◆ EXERCISE TASK:
Pick out each line in the records below that contains the word "hanger", and copy those lines.

(Photo labels with boxes)
— Start —

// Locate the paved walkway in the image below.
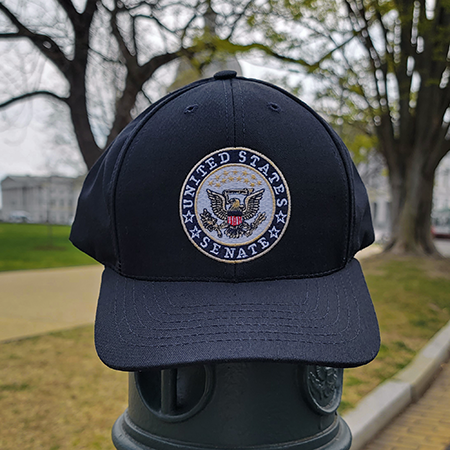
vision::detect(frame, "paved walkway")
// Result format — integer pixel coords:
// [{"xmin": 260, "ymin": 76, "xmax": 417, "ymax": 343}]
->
[
  {"xmin": 364, "ymin": 363, "xmax": 450, "ymax": 450},
  {"xmin": 0, "ymin": 246, "xmax": 380, "ymax": 341},
  {"xmin": 0, "ymin": 265, "xmax": 103, "ymax": 341}
]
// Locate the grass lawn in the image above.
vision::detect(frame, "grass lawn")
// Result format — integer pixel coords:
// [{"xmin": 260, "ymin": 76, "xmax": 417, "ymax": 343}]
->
[
  {"xmin": 0, "ymin": 256, "xmax": 450, "ymax": 450},
  {"xmin": 0, "ymin": 223, "xmax": 96, "ymax": 271}
]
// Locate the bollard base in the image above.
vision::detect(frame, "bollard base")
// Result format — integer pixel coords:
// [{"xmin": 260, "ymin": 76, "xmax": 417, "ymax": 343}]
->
[{"xmin": 112, "ymin": 411, "xmax": 352, "ymax": 450}]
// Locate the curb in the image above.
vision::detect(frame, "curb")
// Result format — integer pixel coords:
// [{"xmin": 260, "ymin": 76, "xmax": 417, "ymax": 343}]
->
[{"xmin": 343, "ymin": 322, "xmax": 450, "ymax": 450}]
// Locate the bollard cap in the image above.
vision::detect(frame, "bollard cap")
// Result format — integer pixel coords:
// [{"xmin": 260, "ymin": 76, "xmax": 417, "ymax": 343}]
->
[{"xmin": 70, "ymin": 72, "xmax": 380, "ymax": 371}]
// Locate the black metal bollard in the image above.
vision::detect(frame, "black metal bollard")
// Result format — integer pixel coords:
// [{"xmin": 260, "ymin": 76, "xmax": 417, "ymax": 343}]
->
[{"xmin": 112, "ymin": 362, "xmax": 351, "ymax": 450}]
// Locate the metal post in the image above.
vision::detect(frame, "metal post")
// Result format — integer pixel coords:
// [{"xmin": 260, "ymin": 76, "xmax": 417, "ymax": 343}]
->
[{"xmin": 112, "ymin": 362, "xmax": 351, "ymax": 450}]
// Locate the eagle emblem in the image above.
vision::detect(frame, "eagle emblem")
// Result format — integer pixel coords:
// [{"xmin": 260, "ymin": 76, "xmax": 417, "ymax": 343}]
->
[{"xmin": 200, "ymin": 188, "xmax": 266, "ymax": 239}]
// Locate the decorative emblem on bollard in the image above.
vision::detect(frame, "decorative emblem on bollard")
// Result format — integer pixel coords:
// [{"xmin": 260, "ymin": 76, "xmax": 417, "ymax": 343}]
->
[{"xmin": 302, "ymin": 366, "xmax": 344, "ymax": 415}]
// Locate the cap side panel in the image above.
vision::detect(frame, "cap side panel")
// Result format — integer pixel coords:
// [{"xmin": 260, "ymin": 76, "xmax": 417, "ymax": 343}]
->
[
  {"xmin": 237, "ymin": 77, "xmax": 355, "ymax": 264},
  {"xmin": 110, "ymin": 79, "xmax": 211, "ymax": 271},
  {"xmin": 234, "ymin": 79, "xmax": 350, "ymax": 280}
]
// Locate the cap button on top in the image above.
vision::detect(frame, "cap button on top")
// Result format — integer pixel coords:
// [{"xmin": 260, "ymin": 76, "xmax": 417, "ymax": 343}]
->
[{"xmin": 214, "ymin": 70, "xmax": 237, "ymax": 80}]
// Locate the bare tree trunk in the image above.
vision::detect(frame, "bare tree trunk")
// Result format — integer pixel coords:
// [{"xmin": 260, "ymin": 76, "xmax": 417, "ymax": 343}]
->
[{"xmin": 386, "ymin": 150, "xmax": 439, "ymax": 256}]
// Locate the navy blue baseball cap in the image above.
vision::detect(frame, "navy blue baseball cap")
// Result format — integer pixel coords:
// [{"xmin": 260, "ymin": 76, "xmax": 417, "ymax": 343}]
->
[{"xmin": 70, "ymin": 71, "xmax": 380, "ymax": 371}]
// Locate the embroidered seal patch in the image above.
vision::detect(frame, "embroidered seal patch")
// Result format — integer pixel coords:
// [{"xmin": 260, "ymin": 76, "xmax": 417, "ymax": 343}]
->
[{"xmin": 180, "ymin": 147, "xmax": 291, "ymax": 263}]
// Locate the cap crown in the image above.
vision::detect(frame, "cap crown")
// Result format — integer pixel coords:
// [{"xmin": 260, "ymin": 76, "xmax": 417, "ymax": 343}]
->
[{"xmin": 71, "ymin": 78, "xmax": 373, "ymax": 281}]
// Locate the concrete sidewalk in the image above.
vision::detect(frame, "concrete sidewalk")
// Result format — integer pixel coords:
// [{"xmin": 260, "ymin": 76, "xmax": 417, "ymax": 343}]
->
[
  {"xmin": 364, "ymin": 363, "xmax": 450, "ymax": 450},
  {"xmin": 0, "ymin": 265, "xmax": 103, "ymax": 341},
  {"xmin": 0, "ymin": 246, "xmax": 380, "ymax": 341}
]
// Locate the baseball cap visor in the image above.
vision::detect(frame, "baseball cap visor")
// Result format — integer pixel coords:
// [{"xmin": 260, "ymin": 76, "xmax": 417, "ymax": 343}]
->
[{"xmin": 95, "ymin": 259, "xmax": 380, "ymax": 371}]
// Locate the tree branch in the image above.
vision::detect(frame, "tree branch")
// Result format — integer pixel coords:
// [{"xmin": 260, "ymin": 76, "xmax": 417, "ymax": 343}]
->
[
  {"xmin": 0, "ymin": 91, "xmax": 67, "ymax": 109},
  {"xmin": 0, "ymin": 3, "xmax": 70, "ymax": 76},
  {"xmin": 56, "ymin": 0, "xmax": 78, "ymax": 23}
]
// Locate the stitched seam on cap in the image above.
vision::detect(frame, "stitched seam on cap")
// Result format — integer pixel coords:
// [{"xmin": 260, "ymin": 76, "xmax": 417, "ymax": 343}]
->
[{"xmin": 243, "ymin": 77, "xmax": 354, "ymax": 267}]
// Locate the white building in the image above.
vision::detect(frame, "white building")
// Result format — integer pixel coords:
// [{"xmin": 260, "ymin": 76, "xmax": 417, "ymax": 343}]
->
[{"xmin": 1, "ymin": 176, "xmax": 84, "ymax": 224}]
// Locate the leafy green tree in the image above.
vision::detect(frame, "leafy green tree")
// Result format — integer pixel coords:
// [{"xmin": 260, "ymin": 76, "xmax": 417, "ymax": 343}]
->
[{"xmin": 260, "ymin": 0, "xmax": 450, "ymax": 255}]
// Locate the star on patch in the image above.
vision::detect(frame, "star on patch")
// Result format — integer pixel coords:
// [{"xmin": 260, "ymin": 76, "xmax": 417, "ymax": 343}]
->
[
  {"xmin": 183, "ymin": 210, "xmax": 195, "ymax": 223},
  {"xmin": 275, "ymin": 211, "xmax": 287, "ymax": 223},
  {"xmin": 269, "ymin": 225, "xmax": 280, "ymax": 239},
  {"xmin": 189, "ymin": 226, "xmax": 200, "ymax": 239}
]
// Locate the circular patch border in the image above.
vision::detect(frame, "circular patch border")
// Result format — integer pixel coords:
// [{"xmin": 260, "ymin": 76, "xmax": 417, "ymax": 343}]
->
[{"xmin": 179, "ymin": 147, "xmax": 291, "ymax": 264}]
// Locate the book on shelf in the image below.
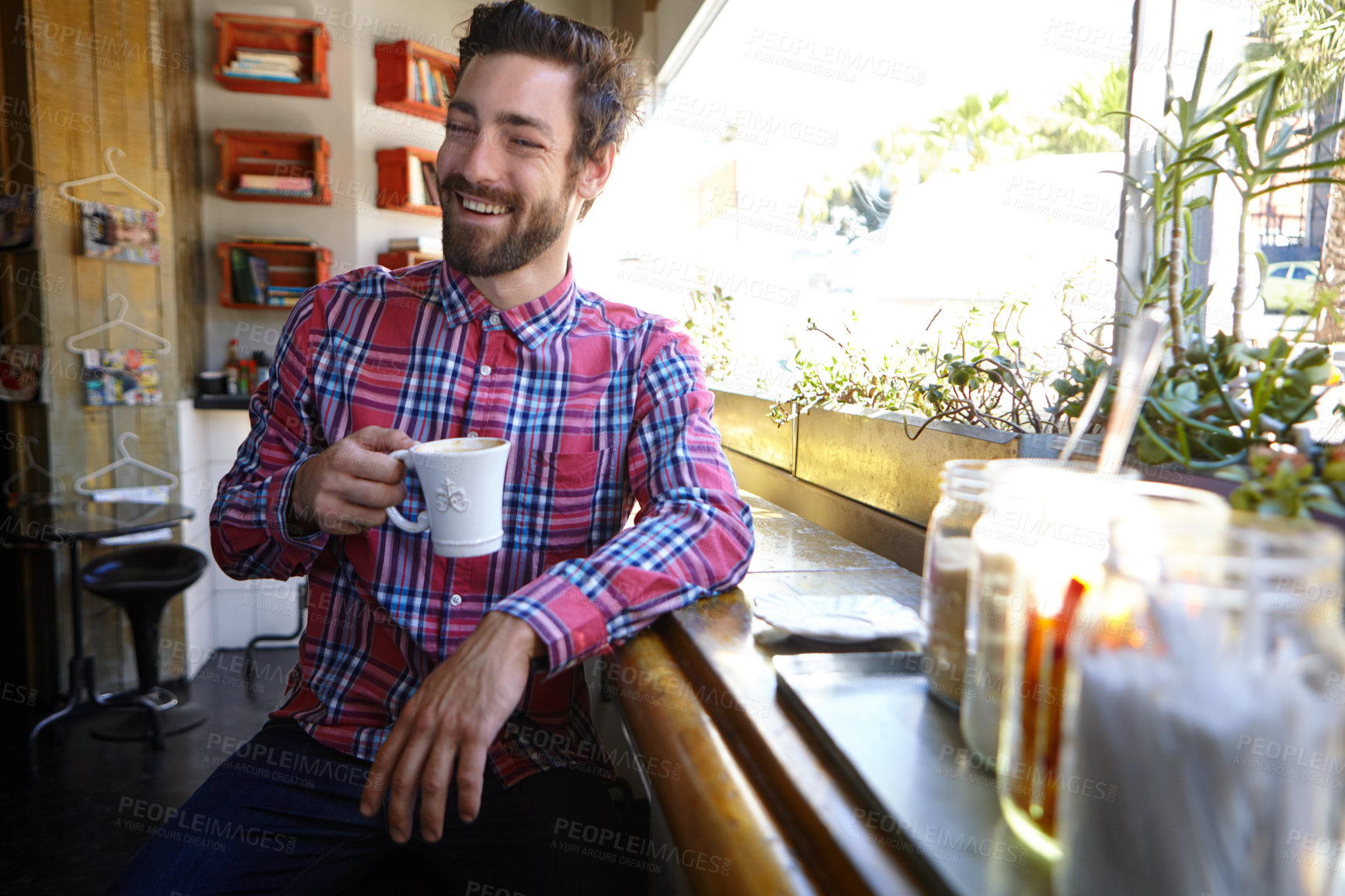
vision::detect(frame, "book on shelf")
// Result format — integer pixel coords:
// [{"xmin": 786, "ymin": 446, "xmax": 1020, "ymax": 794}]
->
[
  {"xmin": 233, "ymin": 233, "xmax": 318, "ymax": 246},
  {"xmin": 388, "ymin": 237, "xmax": 444, "ymax": 255},
  {"xmin": 224, "ymin": 66, "xmax": 303, "ymax": 83},
  {"xmin": 406, "ymin": 158, "xmax": 429, "ymax": 206},
  {"xmin": 234, "ymin": 174, "xmax": 314, "ymax": 196},
  {"xmin": 228, "ymin": 249, "xmax": 255, "ymax": 305},
  {"xmin": 415, "ymin": 59, "xmax": 439, "ymax": 106},
  {"xmin": 421, "ymin": 161, "xmax": 440, "ymax": 206},
  {"xmin": 228, "ymin": 59, "xmax": 299, "ymax": 75},
  {"xmin": 248, "ymin": 255, "xmax": 270, "ymax": 305},
  {"xmin": 266, "ymin": 287, "xmax": 308, "ymax": 308},
  {"xmin": 234, "ymin": 48, "xmax": 304, "ymax": 71}
]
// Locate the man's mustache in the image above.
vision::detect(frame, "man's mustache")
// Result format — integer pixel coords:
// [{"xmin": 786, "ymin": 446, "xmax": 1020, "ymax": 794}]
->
[{"xmin": 439, "ymin": 175, "xmax": 522, "ymax": 209}]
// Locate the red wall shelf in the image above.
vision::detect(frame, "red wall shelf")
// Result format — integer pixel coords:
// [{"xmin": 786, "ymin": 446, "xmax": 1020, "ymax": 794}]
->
[
  {"xmin": 374, "ymin": 40, "xmax": 457, "ymax": 121},
  {"xmin": 374, "ymin": 147, "xmax": 444, "ymax": 218},
  {"xmin": 215, "ymin": 130, "xmax": 332, "ymax": 206},
  {"xmin": 215, "ymin": 12, "xmax": 332, "ymax": 99},
  {"xmin": 215, "ymin": 242, "xmax": 332, "ymax": 311},
  {"xmin": 378, "ymin": 252, "xmax": 444, "ymax": 270}
]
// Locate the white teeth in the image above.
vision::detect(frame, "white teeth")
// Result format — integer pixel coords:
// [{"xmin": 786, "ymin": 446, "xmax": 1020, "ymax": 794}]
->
[{"xmin": 463, "ymin": 196, "xmax": 509, "ymax": 215}]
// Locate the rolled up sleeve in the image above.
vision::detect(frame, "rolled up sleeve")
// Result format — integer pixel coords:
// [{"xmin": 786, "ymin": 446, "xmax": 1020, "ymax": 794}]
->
[{"xmin": 495, "ymin": 331, "xmax": 755, "ymax": 674}]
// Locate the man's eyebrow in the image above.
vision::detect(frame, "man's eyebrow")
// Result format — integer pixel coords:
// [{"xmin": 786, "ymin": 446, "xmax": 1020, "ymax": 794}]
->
[
  {"xmin": 448, "ymin": 98, "xmax": 555, "ymax": 140},
  {"xmin": 495, "ymin": 112, "xmax": 555, "ymax": 140}
]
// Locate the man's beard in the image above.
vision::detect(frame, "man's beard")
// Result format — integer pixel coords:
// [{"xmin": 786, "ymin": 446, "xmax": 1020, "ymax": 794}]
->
[{"xmin": 439, "ymin": 172, "xmax": 579, "ymax": 277}]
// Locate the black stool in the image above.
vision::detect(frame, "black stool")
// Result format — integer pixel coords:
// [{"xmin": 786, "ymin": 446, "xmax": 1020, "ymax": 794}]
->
[{"xmin": 79, "ymin": 544, "xmax": 208, "ymax": 749}]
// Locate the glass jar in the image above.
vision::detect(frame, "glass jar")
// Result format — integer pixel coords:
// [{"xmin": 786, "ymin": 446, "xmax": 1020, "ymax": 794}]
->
[
  {"xmin": 996, "ymin": 476, "xmax": 1229, "ymax": 861},
  {"xmin": 920, "ymin": 460, "xmax": 987, "ymax": 709},
  {"xmin": 959, "ymin": 459, "xmax": 1138, "ymax": 766},
  {"xmin": 1053, "ymin": 512, "xmax": 1345, "ymax": 896}
]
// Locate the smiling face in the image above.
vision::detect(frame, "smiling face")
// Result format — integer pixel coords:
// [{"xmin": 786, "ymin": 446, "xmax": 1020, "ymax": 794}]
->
[{"xmin": 437, "ymin": 53, "xmax": 584, "ymax": 277}]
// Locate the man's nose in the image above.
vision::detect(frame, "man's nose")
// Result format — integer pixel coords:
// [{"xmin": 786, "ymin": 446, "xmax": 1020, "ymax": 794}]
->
[{"xmin": 459, "ymin": 134, "xmax": 500, "ymax": 186}]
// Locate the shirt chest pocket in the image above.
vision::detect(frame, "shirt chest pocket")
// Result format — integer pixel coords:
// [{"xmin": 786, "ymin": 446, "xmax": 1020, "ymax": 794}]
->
[{"xmin": 513, "ymin": 448, "xmax": 620, "ymax": 551}]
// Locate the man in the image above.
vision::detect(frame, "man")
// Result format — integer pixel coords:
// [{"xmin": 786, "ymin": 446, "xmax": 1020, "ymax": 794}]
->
[{"xmin": 102, "ymin": 0, "xmax": 752, "ymax": 896}]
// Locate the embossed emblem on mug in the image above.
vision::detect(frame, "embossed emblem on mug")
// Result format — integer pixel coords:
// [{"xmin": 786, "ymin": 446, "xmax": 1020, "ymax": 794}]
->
[{"xmin": 434, "ymin": 479, "xmax": 472, "ymax": 512}]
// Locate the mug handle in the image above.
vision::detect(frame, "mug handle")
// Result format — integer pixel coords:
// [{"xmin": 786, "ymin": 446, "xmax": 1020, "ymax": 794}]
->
[{"xmin": 388, "ymin": 448, "xmax": 429, "ymax": 534}]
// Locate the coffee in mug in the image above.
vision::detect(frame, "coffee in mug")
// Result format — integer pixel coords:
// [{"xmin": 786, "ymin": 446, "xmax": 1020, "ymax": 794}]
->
[{"xmin": 388, "ymin": 436, "xmax": 509, "ymax": 557}]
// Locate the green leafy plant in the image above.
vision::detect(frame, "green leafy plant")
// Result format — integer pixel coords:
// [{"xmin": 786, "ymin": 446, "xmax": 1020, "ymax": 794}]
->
[
  {"xmin": 682, "ymin": 287, "xmax": 733, "ymax": 380},
  {"xmin": 770, "ymin": 301, "xmax": 1092, "ymax": 439}
]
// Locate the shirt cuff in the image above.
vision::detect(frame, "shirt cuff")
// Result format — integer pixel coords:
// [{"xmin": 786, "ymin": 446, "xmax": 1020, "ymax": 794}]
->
[
  {"xmin": 262, "ymin": 457, "xmax": 328, "ymax": 551},
  {"xmin": 491, "ymin": 576, "xmax": 608, "ymax": 675}
]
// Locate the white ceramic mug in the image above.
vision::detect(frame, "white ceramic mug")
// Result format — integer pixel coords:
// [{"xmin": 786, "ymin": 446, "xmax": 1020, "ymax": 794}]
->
[{"xmin": 388, "ymin": 436, "xmax": 509, "ymax": 557}]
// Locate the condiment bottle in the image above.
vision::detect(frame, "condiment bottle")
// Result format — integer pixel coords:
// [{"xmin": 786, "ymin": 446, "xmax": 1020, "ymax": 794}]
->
[{"xmin": 920, "ymin": 460, "xmax": 986, "ymax": 709}]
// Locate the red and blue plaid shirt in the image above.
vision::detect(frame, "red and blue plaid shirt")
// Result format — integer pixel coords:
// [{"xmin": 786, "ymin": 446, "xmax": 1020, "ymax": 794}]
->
[{"xmin": 211, "ymin": 261, "xmax": 753, "ymax": 784}]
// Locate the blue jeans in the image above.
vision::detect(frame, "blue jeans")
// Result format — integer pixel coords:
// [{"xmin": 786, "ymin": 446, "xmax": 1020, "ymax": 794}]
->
[{"xmin": 109, "ymin": 720, "xmax": 643, "ymax": 896}]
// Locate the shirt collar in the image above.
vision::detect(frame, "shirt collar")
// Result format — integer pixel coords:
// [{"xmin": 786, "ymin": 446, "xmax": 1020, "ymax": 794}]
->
[{"xmin": 440, "ymin": 257, "xmax": 577, "ymax": 350}]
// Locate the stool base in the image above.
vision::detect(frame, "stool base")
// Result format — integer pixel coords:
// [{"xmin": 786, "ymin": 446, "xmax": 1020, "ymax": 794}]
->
[{"xmin": 93, "ymin": 702, "xmax": 210, "ymax": 742}]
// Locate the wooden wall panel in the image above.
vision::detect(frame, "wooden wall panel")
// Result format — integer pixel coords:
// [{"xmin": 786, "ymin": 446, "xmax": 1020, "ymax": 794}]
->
[{"xmin": 19, "ymin": 0, "xmax": 200, "ymax": 687}]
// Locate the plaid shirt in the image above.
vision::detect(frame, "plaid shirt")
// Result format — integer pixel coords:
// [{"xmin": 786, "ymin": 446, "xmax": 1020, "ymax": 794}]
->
[{"xmin": 210, "ymin": 261, "xmax": 753, "ymax": 784}]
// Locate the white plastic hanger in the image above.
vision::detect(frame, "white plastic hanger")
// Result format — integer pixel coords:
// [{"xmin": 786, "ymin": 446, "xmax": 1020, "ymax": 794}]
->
[
  {"xmin": 0, "ymin": 130, "xmax": 47, "ymax": 189},
  {"xmin": 0, "ymin": 436, "xmax": 66, "ymax": 495},
  {"xmin": 61, "ymin": 147, "xmax": 169, "ymax": 214},
  {"xmin": 75, "ymin": 432, "xmax": 178, "ymax": 495},
  {"xmin": 66, "ymin": 292, "xmax": 172, "ymax": 355},
  {"xmin": 0, "ymin": 290, "xmax": 51, "ymax": 342}
]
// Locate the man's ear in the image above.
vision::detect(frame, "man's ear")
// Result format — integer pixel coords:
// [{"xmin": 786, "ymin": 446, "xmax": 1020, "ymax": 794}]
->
[{"xmin": 575, "ymin": 143, "xmax": 616, "ymax": 199}]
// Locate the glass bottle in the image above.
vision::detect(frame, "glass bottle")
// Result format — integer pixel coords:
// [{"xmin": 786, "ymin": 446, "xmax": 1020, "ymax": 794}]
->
[
  {"xmin": 920, "ymin": 460, "xmax": 987, "ymax": 709},
  {"xmin": 959, "ymin": 459, "xmax": 1138, "ymax": 766},
  {"xmin": 1053, "ymin": 511, "xmax": 1345, "ymax": 896},
  {"xmin": 996, "ymin": 475, "xmax": 1229, "ymax": 860}
]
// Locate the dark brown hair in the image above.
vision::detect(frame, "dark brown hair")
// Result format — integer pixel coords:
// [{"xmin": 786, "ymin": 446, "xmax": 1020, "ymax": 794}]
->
[{"xmin": 457, "ymin": 0, "xmax": 645, "ymax": 219}]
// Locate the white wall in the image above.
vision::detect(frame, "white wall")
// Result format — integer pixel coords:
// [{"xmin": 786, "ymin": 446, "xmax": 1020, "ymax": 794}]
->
[{"xmin": 195, "ymin": 0, "xmax": 610, "ymax": 369}]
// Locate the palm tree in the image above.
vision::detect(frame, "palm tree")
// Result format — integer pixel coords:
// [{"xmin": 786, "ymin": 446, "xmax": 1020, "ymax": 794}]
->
[{"xmin": 1249, "ymin": 0, "xmax": 1345, "ymax": 343}]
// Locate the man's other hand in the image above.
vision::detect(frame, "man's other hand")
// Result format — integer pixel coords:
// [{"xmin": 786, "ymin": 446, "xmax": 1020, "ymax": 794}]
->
[
  {"xmin": 359, "ymin": 612, "xmax": 542, "ymax": 843},
  {"xmin": 288, "ymin": 426, "xmax": 415, "ymax": 536}
]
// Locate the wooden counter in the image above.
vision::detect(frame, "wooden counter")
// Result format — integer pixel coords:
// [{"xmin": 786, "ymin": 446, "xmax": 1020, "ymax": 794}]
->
[{"xmin": 606, "ymin": 495, "xmax": 947, "ymax": 896}]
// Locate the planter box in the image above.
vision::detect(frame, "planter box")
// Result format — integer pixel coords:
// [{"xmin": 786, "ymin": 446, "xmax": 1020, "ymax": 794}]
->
[{"xmin": 714, "ymin": 389, "xmax": 1020, "ymax": 526}]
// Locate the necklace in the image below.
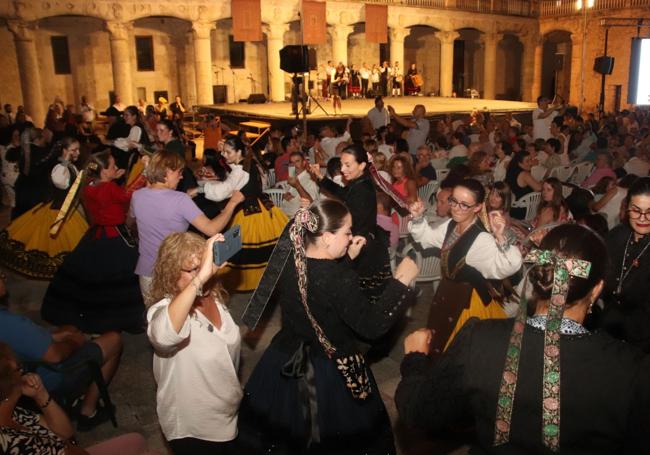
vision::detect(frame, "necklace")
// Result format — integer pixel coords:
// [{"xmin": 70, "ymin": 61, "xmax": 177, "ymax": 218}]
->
[{"xmin": 616, "ymin": 232, "xmax": 650, "ymax": 294}]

— End —

◆ CORRECT OUTPUT:
// Locate the white plastic hanger in the image above.
vision::detect(frame, "white plastic hanger")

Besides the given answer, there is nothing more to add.